» WRITTEN EXERCISE
Extract every record, exactly as written, and ignore the pictures.

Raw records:
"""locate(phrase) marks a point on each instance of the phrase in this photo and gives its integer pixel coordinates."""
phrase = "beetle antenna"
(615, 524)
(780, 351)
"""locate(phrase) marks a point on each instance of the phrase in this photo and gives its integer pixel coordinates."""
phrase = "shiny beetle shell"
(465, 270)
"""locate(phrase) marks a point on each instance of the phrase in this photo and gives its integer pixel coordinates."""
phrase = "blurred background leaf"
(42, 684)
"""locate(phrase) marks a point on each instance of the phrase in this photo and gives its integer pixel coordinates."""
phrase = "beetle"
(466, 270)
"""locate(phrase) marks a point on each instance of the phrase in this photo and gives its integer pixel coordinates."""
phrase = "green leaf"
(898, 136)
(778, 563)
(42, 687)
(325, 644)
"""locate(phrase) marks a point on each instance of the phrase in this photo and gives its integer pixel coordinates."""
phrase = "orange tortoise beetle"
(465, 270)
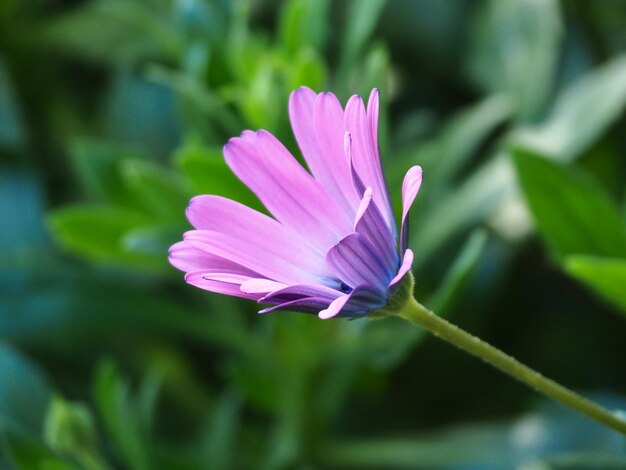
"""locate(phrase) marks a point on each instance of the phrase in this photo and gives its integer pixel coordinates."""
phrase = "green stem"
(416, 313)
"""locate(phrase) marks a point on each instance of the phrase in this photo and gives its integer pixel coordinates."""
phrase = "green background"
(113, 114)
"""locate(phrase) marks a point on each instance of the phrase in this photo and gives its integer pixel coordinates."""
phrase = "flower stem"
(416, 313)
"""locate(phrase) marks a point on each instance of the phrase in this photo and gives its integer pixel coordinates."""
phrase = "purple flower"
(332, 246)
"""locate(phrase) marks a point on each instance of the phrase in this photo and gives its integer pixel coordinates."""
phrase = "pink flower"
(332, 245)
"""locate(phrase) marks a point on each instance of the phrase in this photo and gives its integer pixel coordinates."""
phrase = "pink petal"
(269, 263)
(317, 122)
(198, 279)
(356, 262)
(410, 188)
(223, 215)
(292, 195)
(365, 156)
(187, 258)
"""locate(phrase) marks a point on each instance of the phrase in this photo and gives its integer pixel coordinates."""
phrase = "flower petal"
(366, 157)
(271, 263)
(299, 291)
(223, 215)
(410, 188)
(355, 261)
(407, 264)
(291, 194)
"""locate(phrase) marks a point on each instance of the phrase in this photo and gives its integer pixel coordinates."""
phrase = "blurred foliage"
(113, 114)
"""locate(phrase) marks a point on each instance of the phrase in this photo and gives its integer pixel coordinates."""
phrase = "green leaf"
(97, 232)
(582, 113)
(120, 416)
(303, 24)
(605, 276)
(572, 211)
(208, 173)
(97, 167)
(517, 51)
(26, 453)
(460, 273)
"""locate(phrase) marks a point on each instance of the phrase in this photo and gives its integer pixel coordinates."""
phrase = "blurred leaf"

» SOLUTION FOR THIS TASK
"""locate(phrase) marks a point on each instance of the phrase in this photo and gives its integer pixel coordinates."""
phrase = "beetle antenna"
(615, 524)
(780, 351)
"""locate(phrase) marks a point on each instance of the phrase in this photo and gives its integer pixel coordinates."""
phrase = "shiny beetle shell"
(465, 270)
"""locate(phrase) marks a point on each instance of the phrase in this photo and gives its integer pixel coordinates."""
phrase = "blurred background leaf"
(42, 684)
"""locate(phrase) marks a point on each instance of the phrase in this photo and gives its integer pixel coordinates."""
phrase = "beetle"
(466, 270)
"""locate(phrase) marks a point on each instance of the phrase in this photo and gives its integer pixel coordinates."""
phrase = "green leaf"
(898, 136)
(778, 563)
(42, 687)
(325, 644)
"""locate(phrase) marks a point on each instance of the phrase in this photo and gives its integer pixel coordinates."""
phrase = "orange tortoise beetle"
(465, 270)
"""locate(phrase) marks a point on each instance of the phrase in this photo and gives its integer pixel coordinates."""
phrase = "green stem"
(416, 313)
"""locate(phrase) marks a point on each instance of the phrase in this photo and gives its integer pixel coordinates."""
phrase = "green background"
(113, 114)
"""locate(phrase) marks a point on each instance of the phrase in this photo and gives its integer pixel coordinates."""
phrase = "flower stem"
(416, 313)
"""locate(phrase) marks a point on each instance of the phrase in this photo and gives its integer pixel coordinates."""
phrase = "purple flower"
(332, 246)
"""locate(phrase) marks a point on each instance of the phrase in this photo and gives its integer pixel coordinates."""
phrase = "pink flower"
(332, 245)
"""locate(phrase) marks a point on each instance of the phrase in this photo and gives its integer pixel coordinates."""
phrase = "pink petal"
(269, 263)
(317, 122)
(198, 279)
(356, 262)
(410, 188)
(223, 215)
(292, 195)
(365, 156)
(187, 258)
"""locate(phrase) marks a point on each instance of the phrase in this photo and gives its integer pixel coordinates."""
phrase = "flower petal"
(366, 157)
(271, 263)
(299, 291)
(223, 215)
(410, 188)
(355, 261)
(407, 264)
(291, 194)
"""locate(phrase) marks a point on each instance of the phrase in this photo and gives its integer pixel coordinates."""
phrase = "blurred foliage"
(113, 114)
"""locate(phrase) marks a point on each instance of the phrase in this photo and gives its integer pixel coordinates."""
phrase = "green leaf"
(97, 232)
(582, 113)
(120, 416)
(303, 24)
(605, 276)
(572, 211)
(208, 173)
(97, 167)
(517, 51)
(26, 453)
(460, 273)
"""locate(phrase) marks a point on each instance of the phrase in this photo and gives its integer pixel coordinates."""
phrase = "blurred leaf"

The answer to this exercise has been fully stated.